[Passage start]

Metadata Description
Table names Names of all tables in the database
Field names Names of all fields in each table
Data types The data type of each field (e.g., VARCHAR, INTEGER, DATE)
Field sizes Maximum length or precision of each field
Primary keys Which field(s) form the primary key for each table
Foreign keys Which fields are foreign keys and which table/field they reference
Constraints Validation rules (e.g., NOT NULL, UNIQUE, CHECK)
Default values Default values for fields when no data is entered
Indexes Which fields are indexed for faster searching
Access rights Which users have read/write/delete permissions for each table

Example Data Dictionary Entry

For the Student table:

Field Name Data Type Size Key Constraints Default
StudentID VARCHAR 5 Primary Key NOT NULL, UNIQUE
StudentName VARCHAR 50 NOT NULL
Mark INTEGER CHECK (Mark >= 0 AND Mark <= 100) 0
TutorID VARCHAR 3 Foreign Key (Tutor.TutorID) NOT NULL

Purpose of the Data Dictionary

  • Enforces consistency — ensures all applications use the same definitions for fields
  • Supports query processing — the DBMS uses it to validate and optimise queries
  • Aids database administration — DBAs use it to understand and manage the database structure
  • Documents the database — serves as a reference for developers

The data dictionary is about metadata (data about data), not the actual data stored in the tables. Be ready to explain what information it contains and why it is useful for the DBMS and database administrators.


Referential Integrity

Referential integrity is a database concept that ensures relationships between tables remain consistent. It means that a foreign key value must either match an existing primary key value in the referenced table or be null.

Rules

  • You cannot add a record with a foreign key value that does not exist as a primary key in the related table
  • You cannot delete a record from a parent table if there are records in a child table that reference it (unless cascade delete is enabled)
  • You cannot change a primary key value if foreign keys in other tables reference it (unless cascade update is enabled)

Example: If you try to insert a student with TutorID = 'T9' but no tutor with TutorID = 'T9' exists in the Tutor table, the DBMS will reject the insertion.

Referential integrity prevents orphan records — records that reference a parent record that no longer exists. This is a fundamental concept in relational databases and is enforced automatically by the DBMS.

[Passage end]
[Dataset entries start]

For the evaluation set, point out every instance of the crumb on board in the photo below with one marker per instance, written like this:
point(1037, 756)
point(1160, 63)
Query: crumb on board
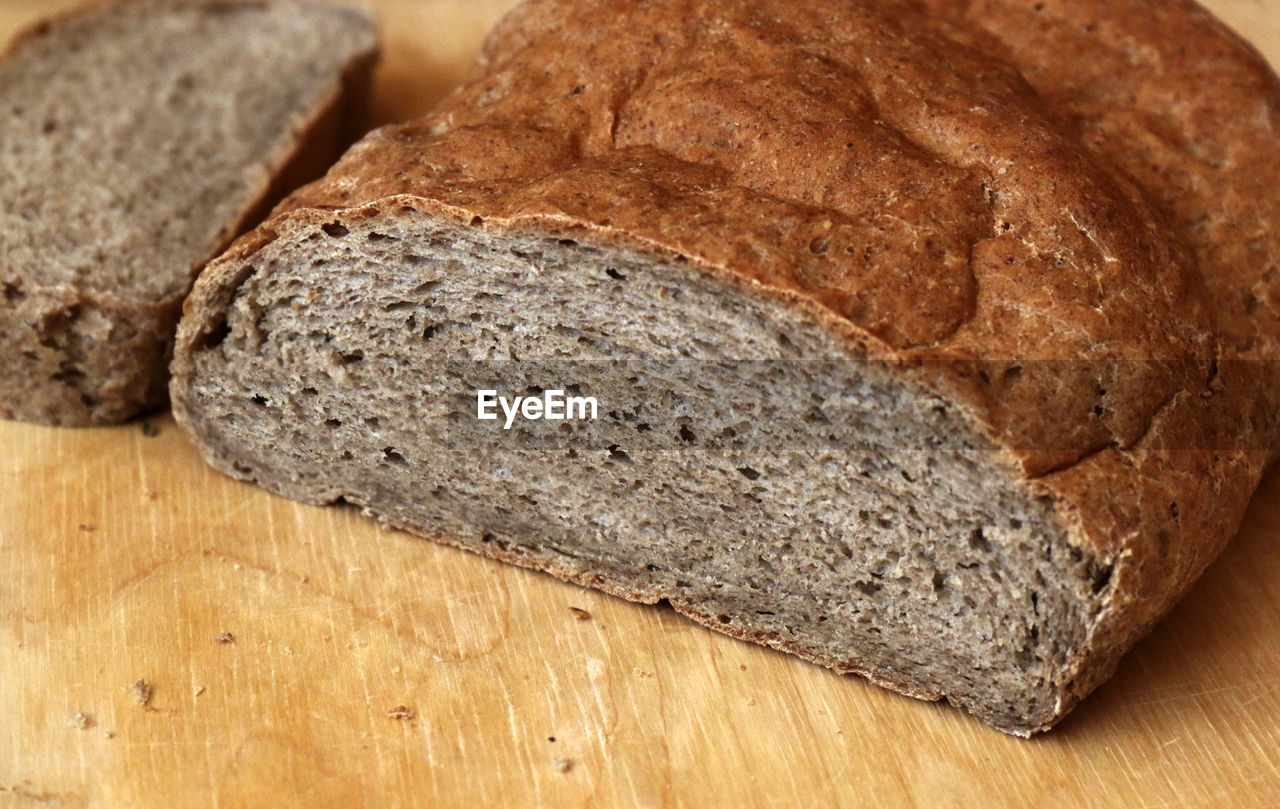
point(141, 691)
point(81, 721)
point(401, 713)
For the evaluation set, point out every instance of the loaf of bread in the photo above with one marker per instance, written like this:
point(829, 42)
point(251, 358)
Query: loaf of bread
point(929, 339)
point(137, 138)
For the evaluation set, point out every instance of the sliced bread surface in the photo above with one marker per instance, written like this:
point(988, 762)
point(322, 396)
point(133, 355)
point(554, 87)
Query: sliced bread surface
point(137, 138)
point(919, 350)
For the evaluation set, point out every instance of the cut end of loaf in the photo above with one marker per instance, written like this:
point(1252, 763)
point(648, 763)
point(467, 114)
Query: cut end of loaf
point(136, 141)
point(748, 464)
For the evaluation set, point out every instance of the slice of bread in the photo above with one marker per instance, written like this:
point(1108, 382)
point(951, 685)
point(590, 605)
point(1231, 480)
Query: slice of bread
point(929, 341)
point(137, 138)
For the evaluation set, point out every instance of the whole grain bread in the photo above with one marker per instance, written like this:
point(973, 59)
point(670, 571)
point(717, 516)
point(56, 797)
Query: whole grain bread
point(137, 138)
point(932, 339)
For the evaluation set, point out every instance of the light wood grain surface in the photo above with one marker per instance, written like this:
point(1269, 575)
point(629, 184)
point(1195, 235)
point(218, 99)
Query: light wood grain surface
point(304, 657)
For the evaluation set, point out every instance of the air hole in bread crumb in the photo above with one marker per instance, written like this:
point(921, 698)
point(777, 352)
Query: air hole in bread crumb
point(1101, 579)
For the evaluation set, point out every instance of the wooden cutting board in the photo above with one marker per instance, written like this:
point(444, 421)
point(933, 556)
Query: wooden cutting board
point(304, 657)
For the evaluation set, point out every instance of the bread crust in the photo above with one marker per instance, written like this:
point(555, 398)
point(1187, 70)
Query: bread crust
point(83, 357)
point(938, 206)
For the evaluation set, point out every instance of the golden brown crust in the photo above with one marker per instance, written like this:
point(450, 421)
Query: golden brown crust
point(1074, 240)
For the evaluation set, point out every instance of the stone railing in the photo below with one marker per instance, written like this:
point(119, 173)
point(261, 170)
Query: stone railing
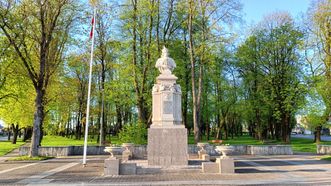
point(323, 149)
point(140, 151)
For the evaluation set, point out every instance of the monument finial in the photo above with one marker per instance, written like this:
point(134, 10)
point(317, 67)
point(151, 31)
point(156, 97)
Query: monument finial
point(165, 52)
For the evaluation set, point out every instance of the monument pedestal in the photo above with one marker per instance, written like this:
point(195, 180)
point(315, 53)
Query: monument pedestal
point(167, 146)
point(167, 136)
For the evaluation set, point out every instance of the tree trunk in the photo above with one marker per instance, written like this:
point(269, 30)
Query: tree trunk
point(15, 130)
point(317, 134)
point(38, 119)
point(194, 96)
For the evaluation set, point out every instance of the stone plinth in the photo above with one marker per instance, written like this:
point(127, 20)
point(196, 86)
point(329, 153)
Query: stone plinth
point(205, 157)
point(112, 166)
point(167, 136)
point(128, 169)
point(167, 146)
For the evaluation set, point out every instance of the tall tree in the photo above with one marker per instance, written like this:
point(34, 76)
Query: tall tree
point(38, 32)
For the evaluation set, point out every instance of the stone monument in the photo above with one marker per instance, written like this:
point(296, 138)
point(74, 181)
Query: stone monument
point(167, 136)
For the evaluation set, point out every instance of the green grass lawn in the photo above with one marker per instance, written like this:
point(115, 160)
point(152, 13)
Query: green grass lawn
point(306, 145)
point(64, 141)
point(7, 146)
point(27, 158)
point(328, 158)
point(298, 144)
point(240, 140)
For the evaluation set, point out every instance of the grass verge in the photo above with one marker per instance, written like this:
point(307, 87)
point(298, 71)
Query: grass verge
point(328, 158)
point(7, 146)
point(64, 141)
point(27, 158)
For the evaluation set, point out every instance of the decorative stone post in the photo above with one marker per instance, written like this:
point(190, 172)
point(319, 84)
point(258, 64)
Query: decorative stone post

[Dataset entries end]

• _Problem statement_:
Please answer from the database passage: what term does it use for records that reference a parent record that no longer exists?

• _Response_:
Orphan records.